__Exercise 1__:
Decide whether each of these statements agrees with the passage on dying: (a) the article closes a twelve-month series, (b) the writer calls death itself enjoyable and easy, (c) William Bridge is identified as a Puritan. Answer yes or no for each, quoting the words of the passage that settle it.
__Exercise 2__:
Please repeat the passage on dying word for word, between "December marks the" and "have been writing.", inclusive.

__Selected passage__:
+++++

GPS – The Stewardship of Dying

GPS – The Stewardship of Dying

by Rick Shrader


December marks the end of the year. It is the dying of the seasons, the lengthening of the night, the shortening of the days. Just as God has made His world “for signs and seasons, for days and years,” He has made human beings to live and to die. Life came by the creative hand of God, death came by the sin of mankind. By God’s grace, however, “death is swallowed up in victory” by faith in Jesus Christ. I want to end this twelve-month series speaking of death for the believer. That may sound odd for a December article but it is fitting for the end of the life cycle about which I have been writing.

Just as winter brings an expected end to the seasons, spring always follows with new life. The death of the believer brings an end to earthly life, but it brings the beginning of eternal life with God. I believe Christians ought to look forward to this transition we call death. This is not to say that death itself is enjoyable or easy, but it is to say that we are “earnestly desiring to be clothed with our habitation which is from heaven.” Given a choice between the two, I would choose “having a desire to depart and be with Christ which is far better.” The Puritan William Bridge said, “Death is terrible. It is called the king of terrors. But to sweeten this, it is called sleep.” So let me give a few biblical facts that sweeten this thing we call death.

+++++

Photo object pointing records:
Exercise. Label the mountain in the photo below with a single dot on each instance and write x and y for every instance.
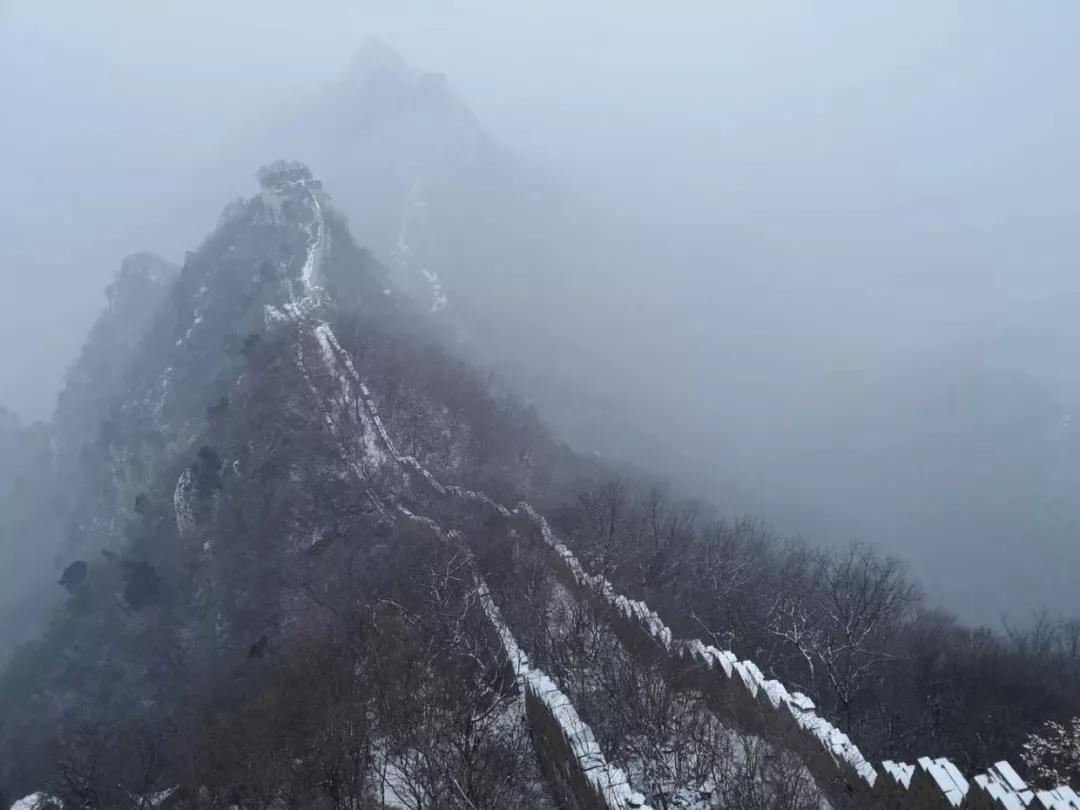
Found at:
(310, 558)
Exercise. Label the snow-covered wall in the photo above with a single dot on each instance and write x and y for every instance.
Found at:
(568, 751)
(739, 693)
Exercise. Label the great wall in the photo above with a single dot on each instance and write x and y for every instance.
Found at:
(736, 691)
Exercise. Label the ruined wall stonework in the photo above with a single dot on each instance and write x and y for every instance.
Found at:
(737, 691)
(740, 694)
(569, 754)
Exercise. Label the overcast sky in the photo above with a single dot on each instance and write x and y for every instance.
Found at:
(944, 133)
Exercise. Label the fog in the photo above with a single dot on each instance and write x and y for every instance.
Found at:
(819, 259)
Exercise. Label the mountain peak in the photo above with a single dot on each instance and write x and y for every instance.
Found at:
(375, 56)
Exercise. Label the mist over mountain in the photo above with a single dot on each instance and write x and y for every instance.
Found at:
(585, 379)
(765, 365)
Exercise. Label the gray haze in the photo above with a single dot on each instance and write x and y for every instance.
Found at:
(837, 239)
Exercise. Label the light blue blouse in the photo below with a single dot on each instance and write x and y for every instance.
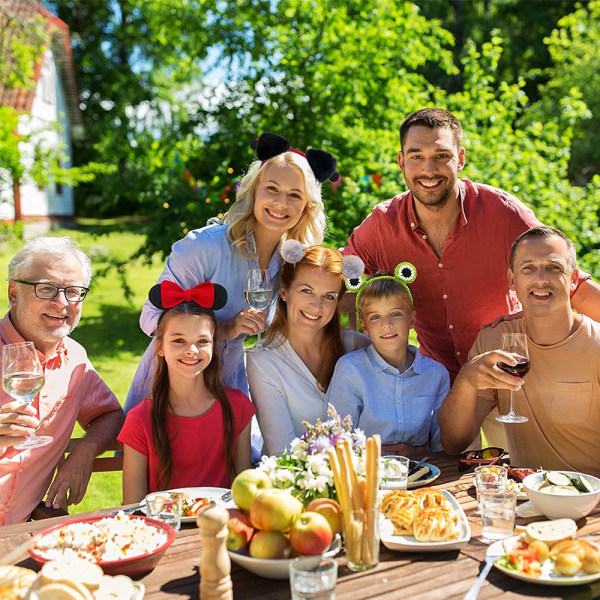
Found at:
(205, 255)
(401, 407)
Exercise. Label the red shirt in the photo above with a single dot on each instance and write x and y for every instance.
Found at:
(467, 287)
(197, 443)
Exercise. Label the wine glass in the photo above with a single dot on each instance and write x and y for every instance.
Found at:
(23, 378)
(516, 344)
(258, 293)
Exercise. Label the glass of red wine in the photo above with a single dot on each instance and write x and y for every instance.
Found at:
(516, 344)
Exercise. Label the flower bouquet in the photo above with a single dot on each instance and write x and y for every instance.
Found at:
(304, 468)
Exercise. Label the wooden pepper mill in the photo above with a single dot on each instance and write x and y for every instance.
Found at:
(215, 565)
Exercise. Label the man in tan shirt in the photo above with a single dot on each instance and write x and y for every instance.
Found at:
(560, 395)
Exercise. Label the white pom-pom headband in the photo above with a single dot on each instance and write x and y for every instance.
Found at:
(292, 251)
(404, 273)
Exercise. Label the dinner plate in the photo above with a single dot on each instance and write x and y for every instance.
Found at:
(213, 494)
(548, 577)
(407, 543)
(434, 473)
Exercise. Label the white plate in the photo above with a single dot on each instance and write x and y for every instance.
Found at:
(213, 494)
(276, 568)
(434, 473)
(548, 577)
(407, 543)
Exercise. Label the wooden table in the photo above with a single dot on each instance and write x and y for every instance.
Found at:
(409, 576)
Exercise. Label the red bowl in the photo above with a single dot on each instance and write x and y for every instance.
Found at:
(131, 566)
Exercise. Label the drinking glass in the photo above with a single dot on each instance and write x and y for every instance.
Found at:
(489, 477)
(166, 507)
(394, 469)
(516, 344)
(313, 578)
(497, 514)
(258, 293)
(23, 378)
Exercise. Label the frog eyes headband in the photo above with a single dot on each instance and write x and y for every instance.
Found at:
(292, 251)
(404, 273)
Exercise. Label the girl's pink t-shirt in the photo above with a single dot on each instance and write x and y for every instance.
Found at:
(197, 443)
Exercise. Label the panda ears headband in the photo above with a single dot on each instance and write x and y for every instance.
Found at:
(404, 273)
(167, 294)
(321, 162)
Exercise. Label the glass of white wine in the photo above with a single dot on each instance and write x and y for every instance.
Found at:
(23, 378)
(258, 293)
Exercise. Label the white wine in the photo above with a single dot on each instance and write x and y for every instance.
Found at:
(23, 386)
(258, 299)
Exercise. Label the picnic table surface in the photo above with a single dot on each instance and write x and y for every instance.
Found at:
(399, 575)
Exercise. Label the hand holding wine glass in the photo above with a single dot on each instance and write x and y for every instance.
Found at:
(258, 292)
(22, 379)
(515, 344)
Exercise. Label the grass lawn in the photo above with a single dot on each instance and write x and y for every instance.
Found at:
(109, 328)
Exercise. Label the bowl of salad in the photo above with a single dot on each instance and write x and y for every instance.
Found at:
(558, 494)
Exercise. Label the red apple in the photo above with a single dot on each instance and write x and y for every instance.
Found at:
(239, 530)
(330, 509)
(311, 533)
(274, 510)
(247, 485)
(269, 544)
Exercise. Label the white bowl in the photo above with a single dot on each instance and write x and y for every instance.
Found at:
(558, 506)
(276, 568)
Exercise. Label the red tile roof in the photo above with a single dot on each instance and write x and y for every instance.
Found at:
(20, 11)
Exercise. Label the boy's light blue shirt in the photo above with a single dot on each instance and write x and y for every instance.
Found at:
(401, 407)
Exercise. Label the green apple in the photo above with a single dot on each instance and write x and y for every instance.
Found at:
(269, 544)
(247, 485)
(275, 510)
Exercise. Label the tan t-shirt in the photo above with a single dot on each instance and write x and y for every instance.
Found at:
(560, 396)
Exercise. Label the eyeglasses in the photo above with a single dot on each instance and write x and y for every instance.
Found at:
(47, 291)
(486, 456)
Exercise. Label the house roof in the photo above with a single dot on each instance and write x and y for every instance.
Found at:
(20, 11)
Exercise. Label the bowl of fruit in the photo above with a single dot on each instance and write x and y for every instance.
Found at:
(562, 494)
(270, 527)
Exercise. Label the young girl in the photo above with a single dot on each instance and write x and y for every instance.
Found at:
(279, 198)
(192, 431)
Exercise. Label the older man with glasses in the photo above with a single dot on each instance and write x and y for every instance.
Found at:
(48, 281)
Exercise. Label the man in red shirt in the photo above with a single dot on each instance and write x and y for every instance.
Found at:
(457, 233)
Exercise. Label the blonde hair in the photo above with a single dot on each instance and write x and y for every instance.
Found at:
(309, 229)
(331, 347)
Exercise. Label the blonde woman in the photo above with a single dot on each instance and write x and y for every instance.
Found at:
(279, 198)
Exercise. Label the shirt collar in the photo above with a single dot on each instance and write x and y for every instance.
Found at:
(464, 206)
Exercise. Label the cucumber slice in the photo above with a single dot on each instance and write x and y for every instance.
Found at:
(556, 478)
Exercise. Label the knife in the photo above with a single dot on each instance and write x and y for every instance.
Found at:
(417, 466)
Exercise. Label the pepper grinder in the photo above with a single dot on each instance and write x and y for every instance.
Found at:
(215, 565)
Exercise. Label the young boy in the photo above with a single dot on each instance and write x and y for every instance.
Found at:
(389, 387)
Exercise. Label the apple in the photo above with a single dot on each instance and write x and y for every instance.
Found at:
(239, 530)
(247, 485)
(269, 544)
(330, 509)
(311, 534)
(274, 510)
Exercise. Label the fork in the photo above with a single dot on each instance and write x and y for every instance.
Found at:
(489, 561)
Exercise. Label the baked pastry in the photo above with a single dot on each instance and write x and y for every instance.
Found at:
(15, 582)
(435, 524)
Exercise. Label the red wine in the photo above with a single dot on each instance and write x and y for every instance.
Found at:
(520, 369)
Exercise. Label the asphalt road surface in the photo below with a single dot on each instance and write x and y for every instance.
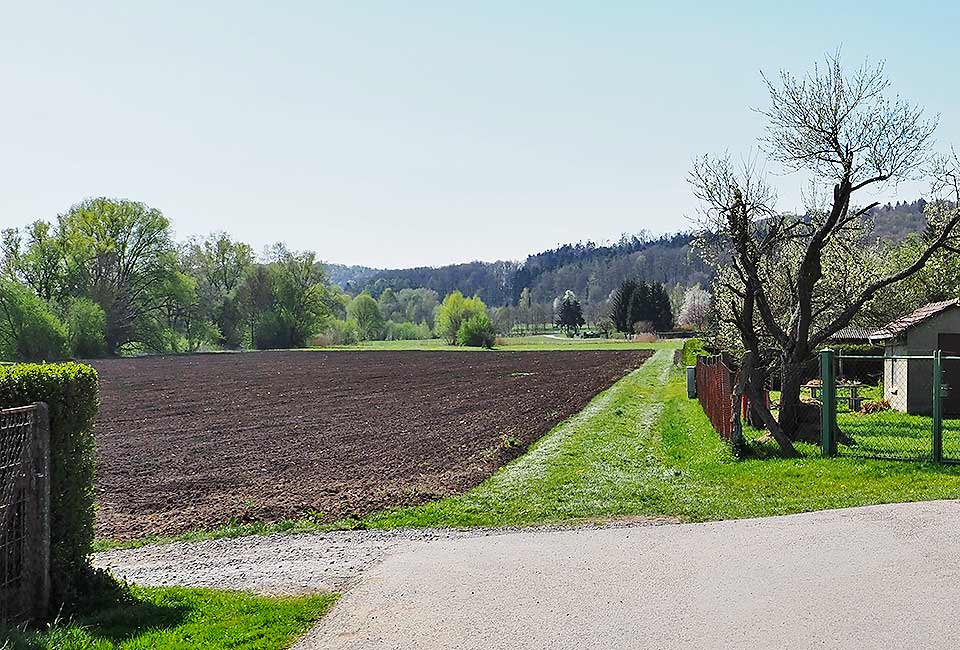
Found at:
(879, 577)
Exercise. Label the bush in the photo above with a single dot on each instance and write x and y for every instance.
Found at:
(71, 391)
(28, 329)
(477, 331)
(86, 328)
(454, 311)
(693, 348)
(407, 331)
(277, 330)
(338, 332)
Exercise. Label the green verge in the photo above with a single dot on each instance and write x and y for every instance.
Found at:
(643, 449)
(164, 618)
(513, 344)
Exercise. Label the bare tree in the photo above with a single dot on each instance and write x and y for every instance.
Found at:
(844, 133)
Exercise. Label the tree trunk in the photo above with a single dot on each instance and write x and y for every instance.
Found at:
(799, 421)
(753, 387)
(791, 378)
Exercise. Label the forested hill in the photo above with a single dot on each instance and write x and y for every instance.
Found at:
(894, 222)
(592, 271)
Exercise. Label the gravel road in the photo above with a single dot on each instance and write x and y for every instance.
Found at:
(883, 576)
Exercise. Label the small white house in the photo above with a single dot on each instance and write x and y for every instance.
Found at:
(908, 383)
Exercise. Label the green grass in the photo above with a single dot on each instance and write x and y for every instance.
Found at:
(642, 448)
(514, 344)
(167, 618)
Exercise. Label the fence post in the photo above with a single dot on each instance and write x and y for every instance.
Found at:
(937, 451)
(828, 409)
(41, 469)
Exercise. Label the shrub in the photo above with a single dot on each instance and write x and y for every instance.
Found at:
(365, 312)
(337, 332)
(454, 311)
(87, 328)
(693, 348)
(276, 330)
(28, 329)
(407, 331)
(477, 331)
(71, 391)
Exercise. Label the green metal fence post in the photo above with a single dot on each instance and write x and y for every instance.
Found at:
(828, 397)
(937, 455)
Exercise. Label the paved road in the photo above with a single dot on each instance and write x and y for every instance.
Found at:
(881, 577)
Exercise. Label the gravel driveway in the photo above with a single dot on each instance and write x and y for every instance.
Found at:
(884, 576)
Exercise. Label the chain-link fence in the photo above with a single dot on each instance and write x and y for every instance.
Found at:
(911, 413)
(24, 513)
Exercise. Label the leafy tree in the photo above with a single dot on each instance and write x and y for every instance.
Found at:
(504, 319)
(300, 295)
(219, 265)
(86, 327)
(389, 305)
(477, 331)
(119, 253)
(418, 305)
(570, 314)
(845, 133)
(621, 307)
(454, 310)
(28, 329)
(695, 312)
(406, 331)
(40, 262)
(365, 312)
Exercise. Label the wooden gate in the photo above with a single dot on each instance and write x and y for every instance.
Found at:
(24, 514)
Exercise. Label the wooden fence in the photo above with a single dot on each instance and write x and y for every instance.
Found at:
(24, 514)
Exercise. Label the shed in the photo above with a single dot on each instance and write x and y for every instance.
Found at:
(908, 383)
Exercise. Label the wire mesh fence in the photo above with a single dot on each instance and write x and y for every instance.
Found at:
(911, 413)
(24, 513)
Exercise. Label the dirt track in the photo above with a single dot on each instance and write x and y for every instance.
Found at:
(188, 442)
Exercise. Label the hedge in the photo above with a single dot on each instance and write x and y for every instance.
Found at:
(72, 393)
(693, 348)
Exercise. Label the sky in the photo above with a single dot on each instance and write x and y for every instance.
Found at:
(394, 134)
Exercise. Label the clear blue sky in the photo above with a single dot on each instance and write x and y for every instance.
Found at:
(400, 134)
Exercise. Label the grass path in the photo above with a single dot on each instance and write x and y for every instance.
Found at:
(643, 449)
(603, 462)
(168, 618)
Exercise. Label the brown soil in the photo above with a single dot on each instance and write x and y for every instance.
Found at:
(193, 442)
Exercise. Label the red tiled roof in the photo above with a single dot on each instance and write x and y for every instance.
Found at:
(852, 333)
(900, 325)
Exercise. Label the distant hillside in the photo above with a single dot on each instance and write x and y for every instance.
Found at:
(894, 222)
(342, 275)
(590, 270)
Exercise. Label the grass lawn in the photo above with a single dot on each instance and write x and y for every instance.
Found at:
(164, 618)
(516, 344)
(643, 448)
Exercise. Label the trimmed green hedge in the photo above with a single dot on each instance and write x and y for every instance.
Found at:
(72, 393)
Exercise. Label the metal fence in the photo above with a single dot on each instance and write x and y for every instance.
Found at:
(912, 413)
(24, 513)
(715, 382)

+++++

__Exercise response 1__:
(a) Yes: "I want to end this twelve-month series speaking of death for the believer."
(b) No: "This is not to say that death itself is enjoyable or easy"
(c) Yes: "The Puritan William Bridge said"

__Exercise response 2__:
December marks the end of the year. It is the dying of the seasons, the lengthening of the night, the shortening of the days. Just as God has made His world “for signs and seasons, for days and years,” He has made human beings to live and to die. Life came by the creative hand of God, death came by the sin of mankind. By God’s grace, however, “death is swallowed up in victory” by faith in Jesus Christ. I want to end this twelve-month series speaking of death for the believer. That may sound odd for a December article but it is fitting for the end of the life cycle about which I have been writing.